[Document excerpt Boundary: Start]

# Driver Installation Failed: Could not find the MODEM device for this driver



## delldriver (Nov 30, 2011)

Hi,

Everything was normal until yesterday. I started my pc and got intimation that a new hardware is found today. I checked in the Device Manager it says “PCI Simple Communications Controller”, Device Status Box Shows "No drivers are installed for this device."

Checked in the details tab, its “PCI\VEN_14F1&DEV_2F20”

Downloaded the driver from Conexant website, the file name was HCFp_WinXP.zip

Tried installation but it shows error “Driver Installation Failed: Could not find the MODEM device for this driver.” What to do now?

PC Details:
Dell Inspiron 530, E6550 Processor, 1GB RAM, Windows XP SP3

Plz help.


----------



## Old Rich (May 31, 2007)

and welcome to the Forum

Try the Driver from Dell support site


----------



## delldriver (Nov 30, 2011)

[Document excerpt Boundary: End]
[Supplied data Boundary: Start]

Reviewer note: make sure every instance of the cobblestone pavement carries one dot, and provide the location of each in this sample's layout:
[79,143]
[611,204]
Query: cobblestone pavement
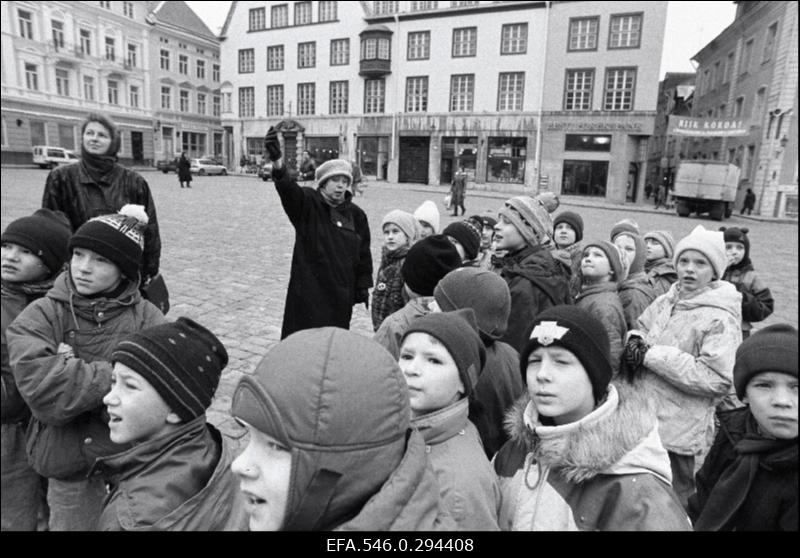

[Supplied data Boundary: End]

■ Exercise set:
1) In the modem driver thread, what was the name of the file downloaded from the Conexant website?
2) Continue the modem driver forum thread from where it stops.

■ Outputs for the tasks:
1) HCFp_WinXP.zip

2)
I had installed 4 tools from Dell website, Conexant-Diagnostics Utility, Conexant-Application, Conexant-Driver and Conexant-Utility but the problem is still exist.

The Conexant-Modem Diagnostics Utility says "The Modem Diagnostic cannot detect this Modem Hardware." and "For the modem purchased with your Dell system, the driver is not functioning properly".

What to do now?


----------



## Old Rich (May 31, 2007)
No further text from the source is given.